Repeat every line of the data verbatim.
*** Begin section ***
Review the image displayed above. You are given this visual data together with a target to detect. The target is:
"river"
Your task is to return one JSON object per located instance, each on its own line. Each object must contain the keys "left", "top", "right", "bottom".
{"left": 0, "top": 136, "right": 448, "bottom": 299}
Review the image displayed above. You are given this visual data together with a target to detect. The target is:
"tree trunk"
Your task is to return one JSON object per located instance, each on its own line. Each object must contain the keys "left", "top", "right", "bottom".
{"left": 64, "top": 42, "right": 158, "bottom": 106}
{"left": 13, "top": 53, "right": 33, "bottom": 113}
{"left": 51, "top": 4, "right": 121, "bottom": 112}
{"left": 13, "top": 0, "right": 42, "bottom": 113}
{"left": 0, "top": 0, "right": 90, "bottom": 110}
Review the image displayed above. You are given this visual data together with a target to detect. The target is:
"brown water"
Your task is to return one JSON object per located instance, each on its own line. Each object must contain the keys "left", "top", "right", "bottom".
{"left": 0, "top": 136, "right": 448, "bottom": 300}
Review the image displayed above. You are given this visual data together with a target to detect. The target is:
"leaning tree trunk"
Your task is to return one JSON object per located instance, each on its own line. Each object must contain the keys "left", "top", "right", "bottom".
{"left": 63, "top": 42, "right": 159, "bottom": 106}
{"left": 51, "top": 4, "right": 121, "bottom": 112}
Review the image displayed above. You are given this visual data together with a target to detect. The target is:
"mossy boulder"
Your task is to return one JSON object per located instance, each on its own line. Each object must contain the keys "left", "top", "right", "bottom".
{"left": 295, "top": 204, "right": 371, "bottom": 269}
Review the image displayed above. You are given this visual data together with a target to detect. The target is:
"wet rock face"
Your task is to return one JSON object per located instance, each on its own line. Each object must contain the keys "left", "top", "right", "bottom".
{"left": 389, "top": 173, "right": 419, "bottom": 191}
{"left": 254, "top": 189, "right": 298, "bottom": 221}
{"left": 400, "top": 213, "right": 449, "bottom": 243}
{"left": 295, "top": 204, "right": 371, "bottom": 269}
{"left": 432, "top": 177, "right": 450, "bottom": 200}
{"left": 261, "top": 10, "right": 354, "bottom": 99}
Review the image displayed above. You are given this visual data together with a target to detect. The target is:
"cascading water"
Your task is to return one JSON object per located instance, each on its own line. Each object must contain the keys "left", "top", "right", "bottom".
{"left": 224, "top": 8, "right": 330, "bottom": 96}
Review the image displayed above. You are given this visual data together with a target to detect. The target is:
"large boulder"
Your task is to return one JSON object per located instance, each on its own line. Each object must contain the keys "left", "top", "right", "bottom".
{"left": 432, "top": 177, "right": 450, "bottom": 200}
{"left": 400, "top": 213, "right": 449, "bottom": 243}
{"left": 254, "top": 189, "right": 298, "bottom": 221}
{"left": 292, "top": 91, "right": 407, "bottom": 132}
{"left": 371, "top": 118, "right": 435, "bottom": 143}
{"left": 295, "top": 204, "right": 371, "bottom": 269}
*** End section ***
### The completed task
Review the image displayed above. You are given this visual data together with a target to detect. The target is:
"river"
Your task is to return one JSON object per located instance, each on its own line. Each object must contain the keys "left", "top", "right", "bottom".
{"left": 0, "top": 136, "right": 448, "bottom": 299}
Review the image displayed above. You are given this visual data together with a target to detect. The target is:
"tree trunk"
Your task is to return one JSON object per located instance, each on its own line. Each object must contain the keys "left", "top", "right", "bottom".
{"left": 64, "top": 42, "right": 158, "bottom": 106}
{"left": 13, "top": 53, "right": 33, "bottom": 113}
{"left": 51, "top": 4, "right": 121, "bottom": 112}
{"left": 13, "top": 0, "right": 42, "bottom": 113}
{"left": 0, "top": 0, "right": 90, "bottom": 110}
Review the image displayed above. You are given this visual data together with a target to detect. The target is:
"brown water"
Your task is to return one JSON object per located instance, each on its own line. Each object must contain the keys "left", "top", "right", "bottom".
{"left": 0, "top": 136, "right": 448, "bottom": 300}
Review the image displayed above. You are given this visual data together with a target to detect. The target is:
"leaning tree trunk"
Your task is to return one JSON object per located instance, each on its own line. Each object must contain the keys "left", "top", "right", "bottom".
{"left": 63, "top": 42, "right": 159, "bottom": 106}
{"left": 51, "top": 4, "right": 121, "bottom": 112}
Review the image displayed above. You are given this visual data together with a target to detect. The target is:
"mossy boulder"
Your task is to return one JSON object per located instance, each on its own line. Each object must contain the keys "left", "top", "right", "bottom".
{"left": 295, "top": 204, "right": 371, "bottom": 269}
Review the image displayed above. You are given this visual data together with a target to detect. The target is:
"wet rock face"
Your task is to return one JSON object per located instance, each on its own line. Each object must contain the keys "left", "top", "right", "bottom".
{"left": 389, "top": 173, "right": 419, "bottom": 191}
{"left": 254, "top": 189, "right": 298, "bottom": 221}
{"left": 400, "top": 213, "right": 449, "bottom": 243}
{"left": 295, "top": 204, "right": 371, "bottom": 269}
{"left": 432, "top": 177, "right": 450, "bottom": 200}
{"left": 261, "top": 10, "right": 354, "bottom": 99}
Review the image displayed above. You are given this visual data together with a target to detect. The target is:
"cascading water"
Your task is to return one JSON object per located instance, each on its own line. Each object must contain the keys "left", "top", "right", "bottom".
{"left": 224, "top": 8, "right": 330, "bottom": 96}
Review the image displayed above. You are given this visual data together with a target to detect. The target is:
"large boulder"
Your task is to return one JSON object per located instance, each on its own line. Each object must contain the keys "left", "top", "right", "bottom".
{"left": 432, "top": 177, "right": 450, "bottom": 200}
{"left": 400, "top": 213, "right": 449, "bottom": 243}
{"left": 254, "top": 189, "right": 298, "bottom": 221}
{"left": 292, "top": 91, "right": 407, "bottom": 132}
{"left": 371, "top": 118, "right": 435, "bottom": 143}
{"left": 295, "top": 204, "right": 371, "bottom": 269}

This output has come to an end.